Transcrivez sans rien modifier le passage de l'extrait présenté qui commence aux mots « Je ne prétends » et s'arrête après « de mes propositions. ».

Extrait présenté:
-------

Ultimes réponses de Raoul Marc Jennar aux partisans du tirage au sort
Jeudi 28 juillet 2011, par
Je dispose enfin d’un peu de temps pour fournir mes commentaires aux multiples opinions qui ont suivi mon texte de présentation. Je ne reviendrai pas sur la forme sentencieuse et parfois grossière de certaines réactions. De tels échanges sont cependant très révélateurs des difficultés qu’on rencontre, en France, pour conduire un débat dans la sérénité et le respect des interlocuteurs. Le désir légitime de convaincre ne peut faire oublier que nous ne sommes détenteurs que d’opinions et non de vérités absolues.
Je ne prétends pas répondre à la centaine de pages que représentent les commentaires à mon texte initial. Je reprendrai ici quelques arguments qui m’ont été opposés. Sans répéter ce que j’ai déjà écrit à la fois dans le texte de présentation et dans mes réponses précédentes. Je postule que l’honnêteté intellectuelle de mes contradicteurs les conduira naturellement à se souvenir de mes objections et de mes propositions.
Je voudrais, avant toute chose, faire une mise au point. Samuel Schweikert m’a fait le reproche d’une "analyse parcellaire"et "superficielle", "dogmatique", et de "jeter en pâture des questions à un lecteur qui potentiellement n’est pas armé intellectuellement", allant jusqu’à me comparer à l’occupant de l’Elysée, ce qui, beaucoup en conviendront, n’est pas un compliment. Mais c’est loin d’être le seul propos désobligeant dont son argumentation, apparemment rigoureuse, est émaillée. A chacun sa manière de débattre.
Comme je l’ai déjà indiqué, André Bellon m’a demandé mon opinion sur la question du tirage au sort et je l’ai fournie. Je n’ai pas eu le sentiment que j’avais à fournir une étude exhaustive sur les moyens de rendre le pouvoir au peuple. J’étais en quelque sorte interrogé sur une question ; j’y ai répondu. Je n’avais pas, de la sélection que représentent les abonnés de ce site, l’image d’un lectorat désarmé intellectuellement, mais au contraire je me suis exprimé avec le sentiment de m’adresser à des gens partageant plus ou moins les mêmes connaissances, les mêmes valeurs et les mêmes objectifs, les divergences se situant au niveau des moyens à mettre en œuvre. Le débat que mon point de vue suscite a pris une telle ampleur que force m’est de préciser ma pensée. Je veux quand même signaler, au passage, que mon interlocuteur, à plusieurs reprises, a indiqué que "son but n’est pas de faire le tour du sujet" et "qu’il ne prétend pas, bien sûr, faire le tour de la question". Il en allait de même pour moi, mais cela m’a valu de sa part un tombereau de mises en accusation. Passons.
Venons-en à l’accusation de dogmatisme. Je serais dogmatique parce que je préfère des réformes afin que le suffrage universel ne soit plus dévoyé et que la démocratie représentative remplisse sa fonction : exprimer la volonté majoritaire du peuple. Soit.
Mais que dire alors des formules suivantes que je lis chez mes contradicteurs ? On lit une succession d’affirmations qui sans doute décrivent la situation actuelle. Mais elles servent surtout à justifier l’abandon du suffrage universel et la démocratie représentative (même si Étienne Chouard s’en défend, tout en faisant le procès le plus outrancier qui soit de l’un et de l’autre).

-------

Données fournies:
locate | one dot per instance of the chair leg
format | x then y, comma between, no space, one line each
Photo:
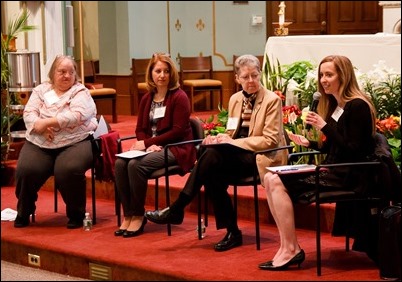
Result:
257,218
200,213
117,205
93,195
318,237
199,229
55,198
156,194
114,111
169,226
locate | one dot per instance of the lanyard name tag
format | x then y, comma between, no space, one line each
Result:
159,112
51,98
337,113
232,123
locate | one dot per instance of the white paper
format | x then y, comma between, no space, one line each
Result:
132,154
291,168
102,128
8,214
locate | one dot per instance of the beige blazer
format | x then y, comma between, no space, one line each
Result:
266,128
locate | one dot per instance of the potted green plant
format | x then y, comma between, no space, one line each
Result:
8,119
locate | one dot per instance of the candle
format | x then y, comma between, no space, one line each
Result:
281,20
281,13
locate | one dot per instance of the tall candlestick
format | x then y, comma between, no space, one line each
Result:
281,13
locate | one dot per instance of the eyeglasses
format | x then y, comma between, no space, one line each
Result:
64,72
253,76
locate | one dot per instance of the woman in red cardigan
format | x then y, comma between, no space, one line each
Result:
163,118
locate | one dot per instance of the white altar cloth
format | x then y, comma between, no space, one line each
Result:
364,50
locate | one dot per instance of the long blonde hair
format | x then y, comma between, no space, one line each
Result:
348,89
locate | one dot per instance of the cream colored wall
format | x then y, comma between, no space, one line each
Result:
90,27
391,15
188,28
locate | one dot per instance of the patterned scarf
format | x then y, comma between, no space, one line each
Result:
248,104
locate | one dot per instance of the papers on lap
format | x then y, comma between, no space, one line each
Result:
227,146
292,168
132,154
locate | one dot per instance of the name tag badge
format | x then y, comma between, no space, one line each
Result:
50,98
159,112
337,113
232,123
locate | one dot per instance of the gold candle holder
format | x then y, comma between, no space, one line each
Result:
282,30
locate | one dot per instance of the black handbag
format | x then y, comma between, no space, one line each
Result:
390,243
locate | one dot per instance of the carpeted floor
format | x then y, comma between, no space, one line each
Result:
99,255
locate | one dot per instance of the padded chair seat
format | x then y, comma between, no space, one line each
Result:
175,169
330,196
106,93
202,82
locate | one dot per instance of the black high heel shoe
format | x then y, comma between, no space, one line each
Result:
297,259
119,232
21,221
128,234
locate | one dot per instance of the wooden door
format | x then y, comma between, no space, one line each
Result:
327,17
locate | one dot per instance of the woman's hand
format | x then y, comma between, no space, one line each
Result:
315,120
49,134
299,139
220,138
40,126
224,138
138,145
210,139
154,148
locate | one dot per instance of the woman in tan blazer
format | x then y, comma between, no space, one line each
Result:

-------

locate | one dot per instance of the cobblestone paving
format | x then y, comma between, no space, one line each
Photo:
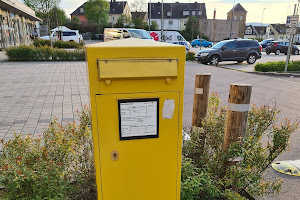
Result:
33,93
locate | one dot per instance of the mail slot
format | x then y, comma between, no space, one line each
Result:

-------

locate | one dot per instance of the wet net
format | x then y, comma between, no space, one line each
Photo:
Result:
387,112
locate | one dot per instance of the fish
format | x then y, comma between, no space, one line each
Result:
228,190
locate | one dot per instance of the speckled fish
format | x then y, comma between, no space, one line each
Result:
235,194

-------

Solution:
Je ne prétends pas répondre à la centaine de pages que représentent les commentaires à mon texte initial. Je reprendrai ici quelques arguments qui m’ont été opposés. Sans répéter ce que j’ai déjà écrit à la fois dans le texte de présentation et dans mes réponses précédentes. Je postule que l’honnêteté intellectuelle de mes contradicteurs les conduira naturellement à se souvenir de mes objections et de mes propositions.